Panduan Brand Voice 101 untuk bisnis: cara menentukan gaya bahasa, tone, pilihan kata, dan aturan penulisan agar konsisten di semua channel marketing.
Pernah lihat brand yang di Instagram terkesan seru dan santai, tapi di website terasa kaku dan “dingin”? Atau di email terlalu formal, sedangkan di chat customer service terlalu bercanda? Ini biasanya terjadi karena brand belum punya brand voice yang jelas.
Brand voice adalah “cara bicara” brand—karakter komunikasi yang konsisten, apa pun channel-nya: Instagram, TikTok, website, email marketing, iklan, sampai customer service. Kalau brand voice rapi, audiens akan lebih cepat mengenali, percaya, dan merasa dekat.
Berikut panduan praktis untuk menentukan gaya bahasa yang konsisten tanpa bikin tim bingung.
1. Bedakan Dulu: Brand Voice vs Tone
Banyak orang mencampur dua hal ini:
- Brand Voice = karakter utama yang tidak berubah (misal: ramah, tegas, edukatif)
- Tone = penyesuaian situasi (misal: saat promo bisa lebih hype, saat komplain lebih empatik)
Contohnya:
- Voice: hangat dan profesional
- Tone:
- saat launching: excited dan optimis
- saat komplain: tenang, empatik, solutif
Kalau voice sudah jelas, tone tinggal menyesuaikan konteks.
2. Mulai dari “Siapa Brand Ini?” (Bukan dari Tren)
Cara paling mudah menentukan voice adalah membayangkan brand sebagai persona.
Tanyakan:
- kalau brand ini orang, dia seperti apa?
- cara bicaranya cepat atau pelan?
- lebih banyak bercanda atau lebih banyak menjelaskan?
- apakah dia memakai bahasa gaul atau bahasa netral?
Biar lebih kebayang, pilih 3–5 kata sifat, misalnya:
- friendly, clear, smart, humble
- bold, direct, modern, confident
- calm, warm, supportive, mindful
Kata sifat ini adalah fondasi semua copywriting.
3. Tentukan Target Audience dan “Bahasa Harian” Mereka
Voice yang bagus harus terasa “nyambung” dengan audiens. Maka, pahami:
- usia dan kebiasaan komunikasi mereka
- topik yang sensitif atau harus lebih hati-hati
- seberapa “serius” masalah yang mereka hadapi
- istilah yang mereka pakai sehari-hari
Tips praktis:
- kalau audiensmu pemula, gunakan bahasa yang lebih sederhana
- kalau audiensmu profesional, boleh lebih teknis tapi tetap jelas
- kalau audiensmu campuran, pakai bahasa netral dan minim slang ekstrem
4. Buat “Do & Don’t” yang Super Jelas
Ini bagian yang bikin konsistensi lebih mudah dipraktikkan tim.

### DATA YANG DIBERIKAN

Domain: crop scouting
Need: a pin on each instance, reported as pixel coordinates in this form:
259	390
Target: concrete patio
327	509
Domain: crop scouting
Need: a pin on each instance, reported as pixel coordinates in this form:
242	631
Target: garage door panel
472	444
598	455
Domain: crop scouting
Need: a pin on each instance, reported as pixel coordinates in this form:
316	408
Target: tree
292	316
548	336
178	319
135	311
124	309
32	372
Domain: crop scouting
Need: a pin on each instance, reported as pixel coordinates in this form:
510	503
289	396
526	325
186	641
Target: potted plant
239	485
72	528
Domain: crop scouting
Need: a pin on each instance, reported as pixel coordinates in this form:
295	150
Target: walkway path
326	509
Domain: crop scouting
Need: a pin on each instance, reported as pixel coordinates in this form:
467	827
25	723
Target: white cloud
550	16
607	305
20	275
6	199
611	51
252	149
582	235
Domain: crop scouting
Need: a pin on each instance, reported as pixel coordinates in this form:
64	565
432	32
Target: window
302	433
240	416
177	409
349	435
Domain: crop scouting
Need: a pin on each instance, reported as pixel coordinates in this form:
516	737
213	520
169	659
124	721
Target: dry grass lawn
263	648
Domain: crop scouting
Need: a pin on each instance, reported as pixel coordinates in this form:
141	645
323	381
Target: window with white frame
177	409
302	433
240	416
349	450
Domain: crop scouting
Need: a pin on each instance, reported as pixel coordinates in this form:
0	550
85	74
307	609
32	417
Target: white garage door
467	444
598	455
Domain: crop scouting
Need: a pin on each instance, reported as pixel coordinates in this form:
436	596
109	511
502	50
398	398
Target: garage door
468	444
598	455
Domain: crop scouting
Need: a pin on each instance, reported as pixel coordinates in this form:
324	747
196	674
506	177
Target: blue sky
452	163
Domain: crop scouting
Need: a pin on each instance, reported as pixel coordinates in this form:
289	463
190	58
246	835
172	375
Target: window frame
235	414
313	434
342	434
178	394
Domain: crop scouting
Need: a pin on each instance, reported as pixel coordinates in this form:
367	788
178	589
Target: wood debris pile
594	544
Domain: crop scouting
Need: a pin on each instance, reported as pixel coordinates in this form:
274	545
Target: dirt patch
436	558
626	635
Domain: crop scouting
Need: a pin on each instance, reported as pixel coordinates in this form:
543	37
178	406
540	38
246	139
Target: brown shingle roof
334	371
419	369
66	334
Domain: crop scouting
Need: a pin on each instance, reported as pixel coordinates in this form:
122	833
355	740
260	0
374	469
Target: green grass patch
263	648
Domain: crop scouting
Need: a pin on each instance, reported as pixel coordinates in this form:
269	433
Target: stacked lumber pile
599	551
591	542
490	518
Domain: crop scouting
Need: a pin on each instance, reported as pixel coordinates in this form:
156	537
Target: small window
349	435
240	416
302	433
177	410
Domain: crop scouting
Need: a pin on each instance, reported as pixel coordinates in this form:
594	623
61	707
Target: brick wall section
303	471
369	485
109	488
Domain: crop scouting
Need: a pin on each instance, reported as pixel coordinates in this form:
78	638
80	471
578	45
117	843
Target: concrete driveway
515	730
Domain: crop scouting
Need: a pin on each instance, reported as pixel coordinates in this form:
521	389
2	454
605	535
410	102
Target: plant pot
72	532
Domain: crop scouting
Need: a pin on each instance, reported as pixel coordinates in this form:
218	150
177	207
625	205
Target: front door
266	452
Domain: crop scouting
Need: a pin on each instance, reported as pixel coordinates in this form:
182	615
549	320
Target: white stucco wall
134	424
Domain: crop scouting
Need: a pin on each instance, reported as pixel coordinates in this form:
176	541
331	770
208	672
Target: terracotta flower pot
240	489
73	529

...

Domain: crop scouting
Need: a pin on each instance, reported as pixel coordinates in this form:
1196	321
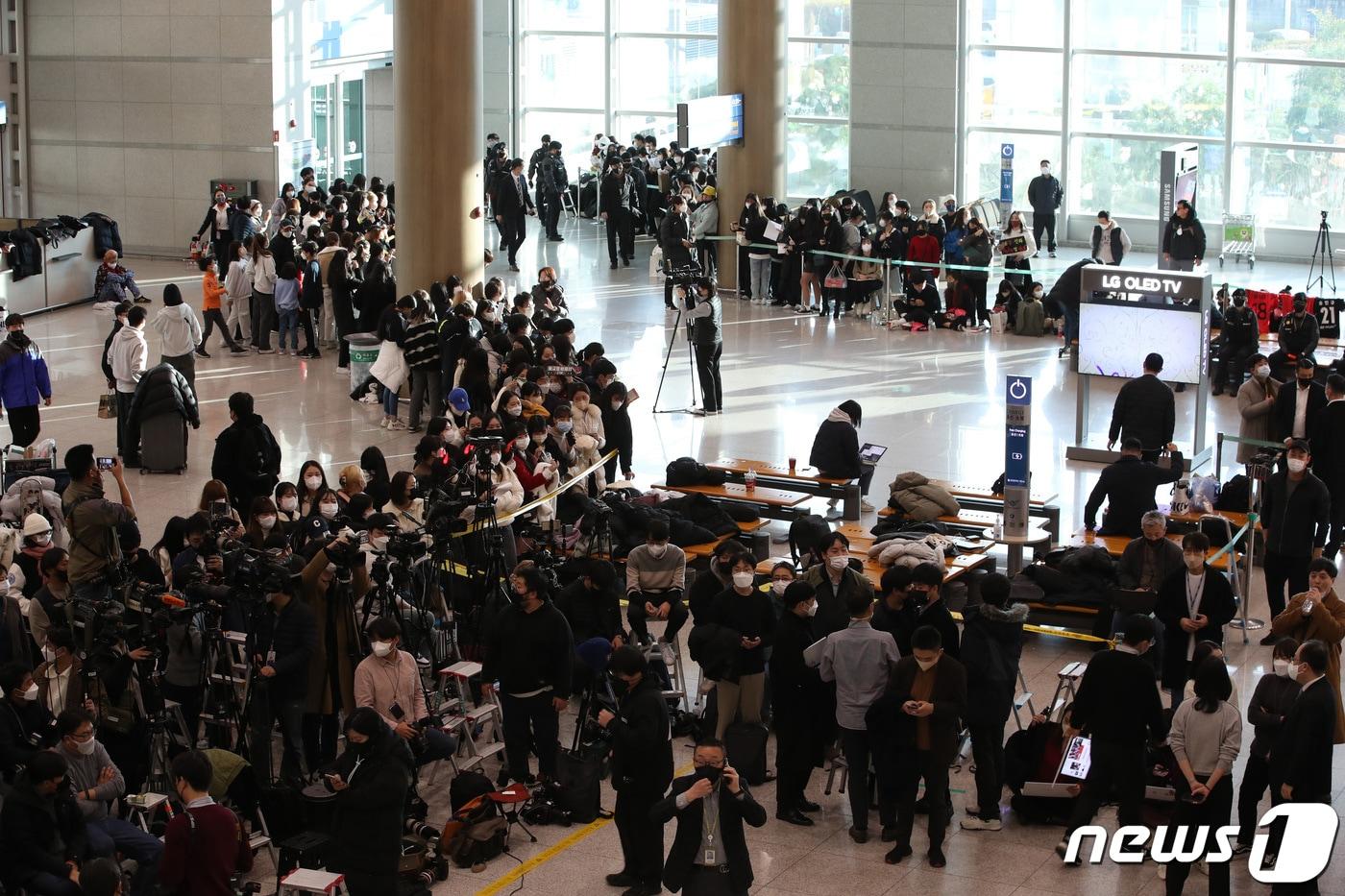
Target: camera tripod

### PERINTAH LATIHAN
Salin kata demi kata bagian panduan brand voice yang dimulai dari "2. Mulai dari" dan berakhir pada "dia seperti apa?".

### JAWABAN LATIHAN
2. Mulai dari “Siapa Brand Ini?” (Bukan dari Tren)
Cara paling mudah menentukan voice adalah membayangkan brand sebagai persona.
Tanyakan:
- kalau brand ini orang, dia seperti apa?